▶ **Directions**
Copy each line exactly. Leave nothing out.
==== Given information ====
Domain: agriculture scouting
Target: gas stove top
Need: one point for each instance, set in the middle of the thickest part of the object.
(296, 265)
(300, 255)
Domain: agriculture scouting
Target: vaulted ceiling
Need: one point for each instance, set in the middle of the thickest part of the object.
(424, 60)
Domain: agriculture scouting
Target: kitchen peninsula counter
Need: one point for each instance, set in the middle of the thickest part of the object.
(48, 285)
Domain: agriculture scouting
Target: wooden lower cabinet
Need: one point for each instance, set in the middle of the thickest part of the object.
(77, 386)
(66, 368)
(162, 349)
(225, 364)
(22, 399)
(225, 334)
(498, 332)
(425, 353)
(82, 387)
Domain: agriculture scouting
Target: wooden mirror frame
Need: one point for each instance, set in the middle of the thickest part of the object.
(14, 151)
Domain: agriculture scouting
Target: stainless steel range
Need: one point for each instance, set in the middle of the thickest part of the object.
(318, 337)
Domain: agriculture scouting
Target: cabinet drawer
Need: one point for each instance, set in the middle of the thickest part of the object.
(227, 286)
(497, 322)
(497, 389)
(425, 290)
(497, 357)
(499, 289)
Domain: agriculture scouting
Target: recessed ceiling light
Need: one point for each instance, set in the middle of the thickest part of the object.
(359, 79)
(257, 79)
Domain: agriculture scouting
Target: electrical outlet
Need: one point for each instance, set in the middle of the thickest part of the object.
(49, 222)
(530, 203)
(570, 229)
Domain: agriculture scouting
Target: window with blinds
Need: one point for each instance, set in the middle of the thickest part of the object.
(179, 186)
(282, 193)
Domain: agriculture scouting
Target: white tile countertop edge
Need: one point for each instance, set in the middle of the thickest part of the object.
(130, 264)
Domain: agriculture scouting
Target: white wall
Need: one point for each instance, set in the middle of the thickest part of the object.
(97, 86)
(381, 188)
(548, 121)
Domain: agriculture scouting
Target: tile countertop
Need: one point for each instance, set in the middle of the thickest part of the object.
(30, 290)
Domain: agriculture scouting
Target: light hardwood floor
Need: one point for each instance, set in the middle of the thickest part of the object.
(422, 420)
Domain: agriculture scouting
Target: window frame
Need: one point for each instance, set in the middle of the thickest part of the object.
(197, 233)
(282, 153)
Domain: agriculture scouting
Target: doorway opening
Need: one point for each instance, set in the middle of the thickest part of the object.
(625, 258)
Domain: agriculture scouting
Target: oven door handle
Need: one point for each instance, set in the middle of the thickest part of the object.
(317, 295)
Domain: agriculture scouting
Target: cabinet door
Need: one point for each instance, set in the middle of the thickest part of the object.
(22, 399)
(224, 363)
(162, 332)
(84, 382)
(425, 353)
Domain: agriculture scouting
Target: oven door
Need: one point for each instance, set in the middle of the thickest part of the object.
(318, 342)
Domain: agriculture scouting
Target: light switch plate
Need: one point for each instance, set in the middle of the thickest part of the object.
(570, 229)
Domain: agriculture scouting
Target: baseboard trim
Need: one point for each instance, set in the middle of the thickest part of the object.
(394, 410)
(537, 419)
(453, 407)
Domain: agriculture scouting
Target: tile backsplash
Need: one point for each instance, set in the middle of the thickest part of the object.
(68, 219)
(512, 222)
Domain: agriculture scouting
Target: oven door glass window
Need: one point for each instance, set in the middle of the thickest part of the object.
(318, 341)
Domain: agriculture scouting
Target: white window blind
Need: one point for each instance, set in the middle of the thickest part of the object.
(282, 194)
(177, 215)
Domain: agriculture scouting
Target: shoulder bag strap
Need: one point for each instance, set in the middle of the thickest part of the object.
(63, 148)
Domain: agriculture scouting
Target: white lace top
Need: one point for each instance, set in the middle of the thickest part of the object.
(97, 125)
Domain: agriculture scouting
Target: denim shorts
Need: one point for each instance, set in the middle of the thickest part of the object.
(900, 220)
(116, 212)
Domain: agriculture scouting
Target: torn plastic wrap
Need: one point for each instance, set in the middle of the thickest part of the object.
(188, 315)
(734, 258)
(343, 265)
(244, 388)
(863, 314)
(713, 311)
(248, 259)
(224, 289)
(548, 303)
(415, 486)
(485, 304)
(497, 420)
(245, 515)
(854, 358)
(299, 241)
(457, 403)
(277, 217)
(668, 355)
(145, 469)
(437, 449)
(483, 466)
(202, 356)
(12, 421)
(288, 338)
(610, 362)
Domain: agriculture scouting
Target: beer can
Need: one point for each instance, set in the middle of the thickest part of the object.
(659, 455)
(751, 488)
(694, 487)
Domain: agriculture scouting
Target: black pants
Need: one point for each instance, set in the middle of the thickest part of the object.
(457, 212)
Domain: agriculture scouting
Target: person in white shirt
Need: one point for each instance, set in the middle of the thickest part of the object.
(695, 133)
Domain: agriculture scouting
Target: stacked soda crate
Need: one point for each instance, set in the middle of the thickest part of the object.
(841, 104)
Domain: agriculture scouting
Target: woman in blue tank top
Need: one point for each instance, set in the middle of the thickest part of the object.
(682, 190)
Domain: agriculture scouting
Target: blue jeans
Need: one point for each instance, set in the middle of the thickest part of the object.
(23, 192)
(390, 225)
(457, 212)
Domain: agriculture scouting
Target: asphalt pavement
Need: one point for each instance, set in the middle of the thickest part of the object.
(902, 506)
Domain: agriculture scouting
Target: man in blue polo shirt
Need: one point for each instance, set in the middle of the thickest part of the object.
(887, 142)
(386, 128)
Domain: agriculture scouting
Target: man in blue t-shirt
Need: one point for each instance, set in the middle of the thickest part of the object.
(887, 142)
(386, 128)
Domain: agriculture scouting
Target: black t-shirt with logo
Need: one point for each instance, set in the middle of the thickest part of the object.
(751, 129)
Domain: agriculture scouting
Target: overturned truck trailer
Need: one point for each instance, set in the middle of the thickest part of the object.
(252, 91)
====
▶ **Written solution**
Domain: agriculture scouting
Target: gas stove top
Need: one point for each instance, set in the middle of the thickest part of the object.
(296, 265)
(300, 255)
Domain: agriculture scouting
Target: vaulted ceiling
Need: one point for each instance, set in the middle of the thickest part of the object.
(424, 60)
Domain: agriculture scouting
Target: kitchen peninsula counter
Need: one point for each instance, set in the middle of the thickest part of the object.
(48, 285)
Domain: agriculture scouting
Target: wooden lower cabinet
Need: one point for each instance, set in the middle of the thickest part of the object.
(77, 386)
(66, 368)
(162, 349)
(225, 364)
(22, 399)
(225, 334)
(498, 332)
(425, 353)
(82, 387)
Domain: agriculture scouting
Target: wooden mirror frame
Need: one point for each instance, set in the middle of the thickest part of the object.
(14, 151)
Domain: agriculture scouting
Target: stainless steel range
Need: one point for each instance, set in the middle of the thickest part of the object.
(318, 337)
Domain: agriculture scouting
Target: cabinet drawer
Need: one point for each instance, set in the middle of the thickest part of the object.
(227, 286)
(497, 322)
(497, 389)
(425, 290)
(497, 357)
(499, 289)
Domain: agriculture scouting
Target: recessed ceiling light
Need: one point for each instance, set in the middle of the thickest part of the object.
(359, 79)
(257, 79)
Domain: agriculture scouting
Target: electrical outlet
Need: one point for each instance, set in the middle of the thickest part of the object.
(49, 222)
(530, 203)
(570, 229)
Domain: agriculture scouting
Target: window with blinds
Need: one point for each instance, set in the middle of the thickest part of the object.
(179, 186)
(282, 193)
Domain: agriculture scouting
Target: white tile countertop edge
Need: one point for each instance, set in the middle of the thickest part of the object.
(130, 264)
Domain: agriculture scouting
Target: white wall
Need: one point for each instance, set in the middle of the thickest part of the object.
(97, 86)
(381, 188)
(548, 121)
Domain: agriculture scouting
Target: tile countertop
Need: one point for each instance, set in the middle of the thickest part of the object.
(30, 290)
Domain: agriculture scouting
Target: light hardwood floor
Need: one point for each instance, set in the middle of the thickest part of the object.
(422, 420)
Domain: agriculture scouting
Target: window frame
Need: one point for each instance, set in the middle of the thickest part of the object.
(197, 233)
(282, 153)
Domain: agriculture scouting
Target: doorway opening
Need: one point for each instance, set in the middle of the thickest part of the object.
(625, 258)
Domain: agriculture scouting
Target: oven door handle
Need: one point for each instance, set in the middle of the thickest part of the object.
(317, 295)
Domain: agriculture scouting
Target: cabinet door
Need: one point for each instance, set in the middle of the thickest part of the object.
(22, 399)
(224, 363)
(162, 332)
(84, 382)
(425, 353)
Domain: agriculture scouting
Target: oven door
Need: one point for each instance, set in the middle of the thickest part of the object.
(318, 342)
Domain: agriculture scouting
Target: light switch plate
Need: one point for each instance, set in the middle of the thickest part of the object.
(570, 229)
Domain: agriculture scouting
Target: baseboard trim
Need: one point for each instance, set in the middle of the thickest part of the object.
(394, 410)
(537, 419)
(453, 407)
Domain: agriculture scouting
Target: tile backsplash
Need: one point for each instance, set in the middle of the thickest part of the object.
(68, 219)
(512, 222)
Domain: agriculture scouting
Target: oven door glass window
Need: one point for each instance, set in the middle of the thickest part of the object.
(318, 341)
Domain: agriculture scouting
Target: white window blind
Need: one point for each instance, set in the middle of the thickest part of the object.
(282, 194)
(177, 215)
Domain: agriculture scouting
Target: shoulder bag strap
Need: one point for each instance, set in the middle of the thickest part of the object.
(63, 148)
Domain: agriculture scouting
Target: white lace top
Need: one point for each instance, set in the middle of the thickest part of the object.
(97, 125)
Domain: agriculture scouting
Target: denim shorts
Need: one point for each instance, set in the middle of the thickest part of the object.
(900, 220)
(116, 212)
Domain: agriculture scouting
Target: torn plastic wrap
Need: one point for each instance, set in the middle of the thickest part of the object.
(188, 315)
(734, 258)
(343, 265)
(244, 388)
(863, 314)
(713, 311)
(248, 259)
(224, 289)
(548, 303)
(415, 486)
(485, 304)
(497, 420)
(245, 515)
(854, 358)
(299, 241)
(457, 403)
(277, 217)
(668, 355)
(145, 469)
(437, 449)
(483, 466)
(202, 356)
(12, 421)
(288, 338)
(610, 362)
Domain: agriculture scouting
Target: beer can
Need: one point for each instance, set in the middle of the thickest part of the object.
(659, 455)
(751, 488)
(694, 487)
Domain: agriculture scouting
Target: black pants
Need: one point for each instance, set in the middle of the thickest part of the object.
(457, 212)
Domain: agriculture scouting
Target: person in white shirt
Need: one point for each instance, set in the middle of the thickest part of the object.
(695, 133)
Domain: agriculture scouting
Target: stacked soda crate
Need: one point for each instance, set in the middle of the thickest part of the object.
(841, 104)
Domain: agriculture scouting
Target: woman in blue tank top
Need: one point for each instance, set in the middle of the thickest part of the object.
(682, 190)
Domain: agriculture scouting
Target: blue jeans
Need: one point for each instance, set in the middle of the thickest part of the object.
(23, 192)
(390, 225)
(457, 212)
Domain: agriculture scouting
Target: asphalt pavement
Need: one point for each instance, set in the middle of the thickest part of the object.
(902, 506)
Domain: agriculture scouting
Target: man in blue polo shirt
Need: one point for each instance, set in the middle of the thickest part of the object.
(887, 142)
(386, 128)
Domain: agriculture scouting
Target: man in blue t-shirt
Need: one point for each instance, set in the middle of the thickest part of the object.
(887, 142)
(386, 128)
Domain: agriculture scouting
Target: black t-shirt with logo
Need: one point for each instance, set in the middle of the thickest part of the object.
(751, 129)
Domain: agriculture scouting
Target: overturned truck trailer
Need: one point for each instance, set in the middle of the thickest part of the object.
(252, 91)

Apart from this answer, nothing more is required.